» **Что нужно сделать**
**A)** Почему, судя по тексту о романе «Каменные сны», газетные заголовки неверно передают, о чем эта книга? Ответьте в одном-двух предложениях.
**B)** Перепишите отрывок текста о романе «Каменные сны» от слов «Вот уже второй» до слов «о чем роман?» включительно, поставив «разъяренная толпа» вместо «бесчинствующая толпа».
**C)** К чему, по тексту о романе «Каменные сны», призвал лидер проправительственной партии?

» **Текст**
+ + + +

Вот уже второй месяц в Азербайджане не утихает буря вокруг романа Акрама Айлисли «Каменные сны». Из газетных публикаций известно, что писатель обвинен в оскорблении азербайджанского народа, объявлен врагом ислама, лишен государственных наград, что бесчинствующая толпа жжет его книги, а лидер проправительственной партии призвал отрезать писателю ухо. Не совсем ясно лишь одно: о чем роман?
«В Азербайджане писателя лишили звания и пенсии за книгу о Карабахе», — сообщает один газетный заголовок, другой — утверждает, что роман рассказывает о «погромах армян в Сумгаите и Баку». Меж тем о Карабахе в романе не говорится вовсе, а о погромах в Сумгаите упоминается лишь вскользь, в речи персонажей.

+ + + +

» **Набор данных**
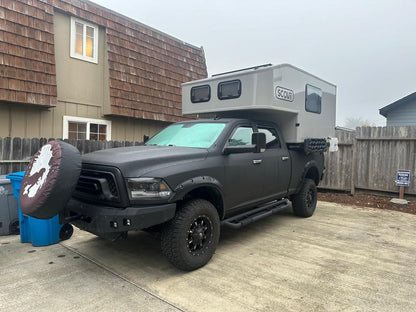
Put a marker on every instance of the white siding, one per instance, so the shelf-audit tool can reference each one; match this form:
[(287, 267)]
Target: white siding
[(404, 115)]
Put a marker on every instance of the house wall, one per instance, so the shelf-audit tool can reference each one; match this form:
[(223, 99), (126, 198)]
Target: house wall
[(404, 115), (31, 122), (136, 83), (79, 81)]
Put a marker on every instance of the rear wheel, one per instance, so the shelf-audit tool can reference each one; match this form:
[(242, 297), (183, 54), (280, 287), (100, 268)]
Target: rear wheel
[(189, 240), (304, 203)]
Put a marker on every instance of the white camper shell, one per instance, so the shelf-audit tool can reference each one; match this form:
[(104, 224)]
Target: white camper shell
[(301, 104)]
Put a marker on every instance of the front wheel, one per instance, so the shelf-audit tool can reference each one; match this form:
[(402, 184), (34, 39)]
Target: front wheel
[(189, 240), (304, 203)]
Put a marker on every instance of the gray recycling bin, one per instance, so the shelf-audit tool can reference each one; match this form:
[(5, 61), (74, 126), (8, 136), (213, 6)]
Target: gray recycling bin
[(9, 214)]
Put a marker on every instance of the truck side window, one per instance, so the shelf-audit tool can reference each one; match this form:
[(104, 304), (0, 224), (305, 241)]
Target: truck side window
[(272, 138), (241, 136)]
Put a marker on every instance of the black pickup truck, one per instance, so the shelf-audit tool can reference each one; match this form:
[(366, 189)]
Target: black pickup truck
[(191, 178)]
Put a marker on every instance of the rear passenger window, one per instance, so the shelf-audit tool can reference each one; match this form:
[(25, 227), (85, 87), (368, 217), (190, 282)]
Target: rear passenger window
[(241, 136), (272, 138), (313, 99)]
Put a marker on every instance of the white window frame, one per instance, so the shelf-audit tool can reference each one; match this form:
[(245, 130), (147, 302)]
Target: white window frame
[(88, 121), (82, 56)]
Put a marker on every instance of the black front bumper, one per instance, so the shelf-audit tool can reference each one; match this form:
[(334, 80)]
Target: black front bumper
[(110, 222)]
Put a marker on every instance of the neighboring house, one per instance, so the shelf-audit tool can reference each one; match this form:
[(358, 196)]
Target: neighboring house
[(401, 112), (73, 69)]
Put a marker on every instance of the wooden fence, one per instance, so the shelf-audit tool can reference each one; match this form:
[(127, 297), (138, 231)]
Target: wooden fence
[(368, 159), (15, 153)]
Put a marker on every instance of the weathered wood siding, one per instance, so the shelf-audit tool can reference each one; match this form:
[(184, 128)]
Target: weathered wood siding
[(369, 158)]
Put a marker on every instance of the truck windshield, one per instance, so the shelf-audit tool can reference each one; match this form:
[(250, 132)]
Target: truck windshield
[(201, 135)]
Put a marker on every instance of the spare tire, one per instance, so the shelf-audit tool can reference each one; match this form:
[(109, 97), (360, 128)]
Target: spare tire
[(50, 178)]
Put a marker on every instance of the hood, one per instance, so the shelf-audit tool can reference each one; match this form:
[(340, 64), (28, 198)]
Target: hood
[(136, 161)]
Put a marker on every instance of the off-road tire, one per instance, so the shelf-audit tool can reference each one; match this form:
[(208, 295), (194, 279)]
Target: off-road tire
[(66, 231), (49, 180), (189, 240), (304, 202)]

+ + + +

» **Ответы по заданиям**
**A)** В заголовках говорится, что роман о Карабахе и о погромах армян в Сумгаите и Баку. На деле о Карабахе в романе нет ни слова, а погромы в Сумгаите лишь вскользь упоминают персонажи.

**B)**
Вот уже второй месяц в Азербайджане не утихает буря вокруг романа Акрама Айлисли «Каменные сны». Из газетных публикаций известно, что писатель обвинен в оскорблении азербайджанского народа, объявлен врагом ислама, лишен государственных наград, что разъяренная толпа жжет его книги, а лидер проправительственной партии призвал отрезать писателю ухо. Не совсем ясно лишь одно: о чем роман?

**C)** Отрезать писателю ухо.